*** Opening of TEXT SHOWN ***

Tuesday 22 March 2022

King Mountain - Tempest at the Gate (2022)

Country: Greece
Style: Stoner/Hard Rock
Rating: 7/10
Release Date: 24 Mar 2022
Sites: Bandcamp | Facebook

I've been stumbling upon all sorts of quality rock and metal coming out of Greece lately, even if it doesn't seem to be the product of any single coherent scene. Naxatras and Halocraft are only the latest to seriously impress me, with Acid Death and Soundtruck getting 8/10s from me in the past, along with Firewind, who I already knew about, of course. And so, always greedy for more, here's another Greek album, courtesy of another project of Stavros Papadopoulos, who I've encountered before in Universal Hippies.

If I'm counting properly, this is a fourth album for King Mountain with vocals and a fifth overall, as 2020's Beleaguered was entirely instrumental. Papadopoulos provides the guitar and vocals, with Chris Lagios, the drummer in Universal Hippies, behind the kit and John Christopoulos on bass. It's well within possibility that he's played with Papadopolous before in one of his myriad bands, but I couldn't tell you which. I just assume that the man is a scene all on his own.

Like Universal Hippies, King Mountain play stoner rock, as is patently obvious from the amount of fuzz on the guitar. However, this is a vocal album and Papadopoulos's voice underlines just much of Clutch there is in this band's sound. He delivers clean vocals that are deep, confident and powerful without overtly trying to be. Like Clutch, King Mountain builds its songs out of slow, solid riffs that are effortlessly heavy without ever really pushing towards doom. If it crosses boundaries, it's into grunge and southern rock, which I'd never seen as a sliding scale before. There are also hints at an influence in NWOBHM, both in riffs and solos.

*** Close of TEXT SHOWN ***
*** Opening of RECORDS PROVIDED ***

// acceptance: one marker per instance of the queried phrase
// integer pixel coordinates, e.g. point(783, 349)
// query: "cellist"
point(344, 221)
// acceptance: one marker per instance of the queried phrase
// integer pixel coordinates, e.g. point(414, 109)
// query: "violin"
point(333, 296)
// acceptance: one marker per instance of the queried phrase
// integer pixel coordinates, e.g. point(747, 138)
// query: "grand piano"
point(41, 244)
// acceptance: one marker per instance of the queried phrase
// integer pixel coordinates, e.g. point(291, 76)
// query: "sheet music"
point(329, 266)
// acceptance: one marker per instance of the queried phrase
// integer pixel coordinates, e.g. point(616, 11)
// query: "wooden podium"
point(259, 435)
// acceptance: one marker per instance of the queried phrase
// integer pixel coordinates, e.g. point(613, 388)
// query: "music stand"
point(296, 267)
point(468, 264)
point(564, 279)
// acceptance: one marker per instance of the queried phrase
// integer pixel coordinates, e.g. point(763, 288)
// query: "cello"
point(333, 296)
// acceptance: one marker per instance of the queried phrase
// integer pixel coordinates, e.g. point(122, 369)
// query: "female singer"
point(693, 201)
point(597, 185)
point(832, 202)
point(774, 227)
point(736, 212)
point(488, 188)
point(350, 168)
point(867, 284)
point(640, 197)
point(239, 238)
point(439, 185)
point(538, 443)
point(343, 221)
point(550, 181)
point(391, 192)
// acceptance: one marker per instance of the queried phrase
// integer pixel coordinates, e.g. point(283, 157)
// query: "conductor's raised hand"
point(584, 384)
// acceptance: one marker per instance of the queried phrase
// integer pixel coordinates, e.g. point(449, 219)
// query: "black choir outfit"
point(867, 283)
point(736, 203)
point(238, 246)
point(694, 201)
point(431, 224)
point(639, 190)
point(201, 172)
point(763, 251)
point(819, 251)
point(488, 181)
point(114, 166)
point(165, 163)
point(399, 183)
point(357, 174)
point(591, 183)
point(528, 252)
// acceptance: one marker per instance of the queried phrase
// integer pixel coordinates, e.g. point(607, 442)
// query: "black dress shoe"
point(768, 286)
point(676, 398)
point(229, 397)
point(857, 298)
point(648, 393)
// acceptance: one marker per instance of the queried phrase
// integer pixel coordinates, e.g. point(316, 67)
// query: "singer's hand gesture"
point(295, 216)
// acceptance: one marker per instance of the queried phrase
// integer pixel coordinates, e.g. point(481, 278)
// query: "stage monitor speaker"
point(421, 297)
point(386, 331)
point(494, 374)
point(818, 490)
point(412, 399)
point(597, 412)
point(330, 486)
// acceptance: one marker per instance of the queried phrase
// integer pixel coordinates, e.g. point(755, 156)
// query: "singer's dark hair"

*** Close of RECORDS PROVIDED ***
*** Opening of RECORDS PROVIDED ***

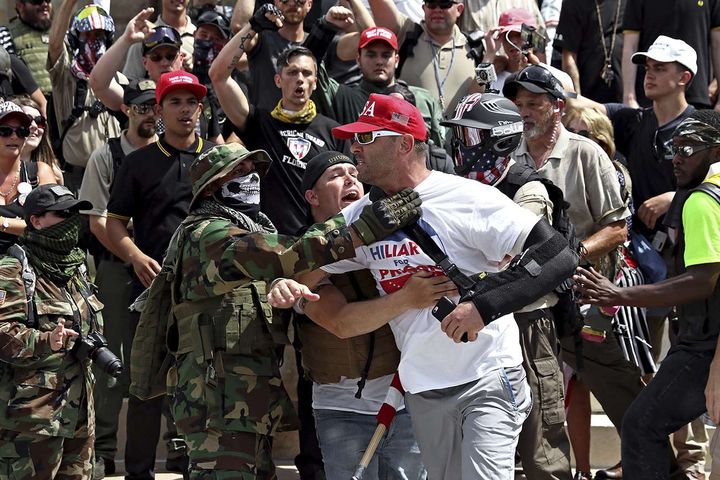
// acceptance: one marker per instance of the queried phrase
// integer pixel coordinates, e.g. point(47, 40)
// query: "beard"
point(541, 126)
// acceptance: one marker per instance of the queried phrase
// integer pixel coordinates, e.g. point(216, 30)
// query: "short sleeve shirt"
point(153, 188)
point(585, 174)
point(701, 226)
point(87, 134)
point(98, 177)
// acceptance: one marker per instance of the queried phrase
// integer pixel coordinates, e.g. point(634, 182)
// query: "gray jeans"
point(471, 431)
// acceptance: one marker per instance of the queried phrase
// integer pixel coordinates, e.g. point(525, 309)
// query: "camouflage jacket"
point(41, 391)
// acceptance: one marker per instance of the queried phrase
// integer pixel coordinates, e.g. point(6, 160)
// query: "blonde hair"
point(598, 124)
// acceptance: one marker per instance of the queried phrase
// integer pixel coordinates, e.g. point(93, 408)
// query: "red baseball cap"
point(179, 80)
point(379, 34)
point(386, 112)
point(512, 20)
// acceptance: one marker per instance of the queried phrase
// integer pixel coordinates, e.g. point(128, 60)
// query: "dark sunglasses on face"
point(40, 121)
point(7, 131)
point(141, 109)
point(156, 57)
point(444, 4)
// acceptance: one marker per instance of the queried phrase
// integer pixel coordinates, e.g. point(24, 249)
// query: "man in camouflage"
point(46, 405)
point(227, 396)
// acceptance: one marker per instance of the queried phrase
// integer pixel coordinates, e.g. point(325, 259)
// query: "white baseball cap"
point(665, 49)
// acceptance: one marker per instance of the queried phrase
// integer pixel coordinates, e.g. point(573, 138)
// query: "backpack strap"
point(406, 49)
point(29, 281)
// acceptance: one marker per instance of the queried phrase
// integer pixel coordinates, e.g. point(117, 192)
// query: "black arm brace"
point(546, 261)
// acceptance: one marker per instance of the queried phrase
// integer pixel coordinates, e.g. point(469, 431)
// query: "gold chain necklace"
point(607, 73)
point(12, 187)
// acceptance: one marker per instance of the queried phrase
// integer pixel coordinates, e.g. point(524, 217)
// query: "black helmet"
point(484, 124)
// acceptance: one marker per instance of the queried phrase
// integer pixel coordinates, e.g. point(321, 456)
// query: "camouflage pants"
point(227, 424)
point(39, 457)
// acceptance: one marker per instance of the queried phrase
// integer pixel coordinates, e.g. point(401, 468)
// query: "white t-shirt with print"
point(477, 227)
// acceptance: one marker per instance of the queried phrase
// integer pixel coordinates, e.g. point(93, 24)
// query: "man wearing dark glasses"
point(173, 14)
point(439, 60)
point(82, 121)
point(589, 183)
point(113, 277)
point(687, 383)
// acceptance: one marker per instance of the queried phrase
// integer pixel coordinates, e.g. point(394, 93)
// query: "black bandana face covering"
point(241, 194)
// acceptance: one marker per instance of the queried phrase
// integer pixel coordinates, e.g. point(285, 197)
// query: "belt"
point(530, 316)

*** Close of RECORDS PROVIDED ***

_PROMPT 1:_ Copy the passage of the King Mountain review starting at "I've been stumbling" and ending at "in Universal Hippies.".
_PROMPT 2:_ Condense the paragraph of the King Mountain review that begins "If I'm counting properly" into a short list of its main facts.
_PROMPT 3:_ Resume the review of King Mountain's Tempest at the Gate, picking up after its final sentence.

_EXERCISE RESPONSE 1:_
I've been stumbling upon all sorts of quality rock and metal coming out of Greece lately, even if it doesn't seem to be the product of any single coherent scene. Naxatras and Halocraft are only the latest to seriously impress me, with Acid Death and Soundtruck getting 8/10s from me in the past, along with Firewind, who I already knew about, of course. And so, always greedy for more, here's another Greek album, courtesy of another project of Stavros Papadopoulos, who I've encountered before in Universal Hippies.

_EXERCISE RESPONSE 2:_
- This is King Mountain's fourth album with vocals and its fifth overall, since 2020's Beleaguered was entirely instrumental.
- Stavros Papadopoulos plays guitar and sings.
- Chris Lagios, the drummer in Universal Hippies, plays drums.
- John Christopoulos plays bass. The reviewer thinks he may have played with Papadopoulos in another band but can't say which.
- The reviewer assumes Papadopoulos is a scene all on his own.

_EXERCISE RESPONSE 3:_
For a while, it's pure stoner rock. Soul Sacrifice is a strong opener, a patient stormer of a track. The title track continues that, overloading the fuzz on its intro to worship the distortion, and it's only late in Burning Walls that it leaps into a gallop for some clear Iron Maiden guitarwork. That's neat energy to add into the sound of a band that tend to be heavy without being urgent. The same goes for the psychedelic opening to Break Away and for the way that it then grows into something not a million miles away from southern rock. There's grunge in songs like King of the Mountain and lots of blues too, which is crucial bedrock for King Mountain.

It's notable that the less expected sounds the band trawls in tend to be in the middle of the album. A few of these songs sound like Eddie Vedder singing for Clutch but thinking he's in Lynyrd Skynyrd and I'm not going to argue with that, especially when the guitar plays along. That Break Away solo is a real peach, even if there aren't any other guitars to interweave with. The resulting sound ends up as much akin to Black Country Communion as Clutch, albeit with a very different vocal style.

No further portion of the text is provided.